◆ What needs to be done: Write the records out again, keeping each line exactly as it is.

- - -

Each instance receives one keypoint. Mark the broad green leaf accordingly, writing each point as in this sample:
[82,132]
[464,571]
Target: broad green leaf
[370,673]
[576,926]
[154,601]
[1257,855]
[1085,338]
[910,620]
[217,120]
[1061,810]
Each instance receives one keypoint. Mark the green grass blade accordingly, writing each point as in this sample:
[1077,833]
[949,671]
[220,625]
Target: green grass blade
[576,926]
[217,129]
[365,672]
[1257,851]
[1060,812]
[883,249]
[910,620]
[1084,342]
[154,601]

- - -

◆ Answer to the problem:
Each instance receives one keypoint. Mark the broad green leaf accordingly, writing each point as in this sample:
[82,132]
[464,571]
Target: broad green leaf
[370,673]
[576,926]
[154,601]
[1257,855]
[1085,338]
[910,620]
[217,120]
[1061,810]
Each instance receives one keypoint. Mark the green grass blade accordingly, writing each point as in this sample:
[1077,833]
[949,671]
[220,625]
Target: green grass blade
[576,926]
[217,129]
[365,672]
[1257,851]
[1060,812]
[883,249]
[910,620]
[1084,342]
[154,601]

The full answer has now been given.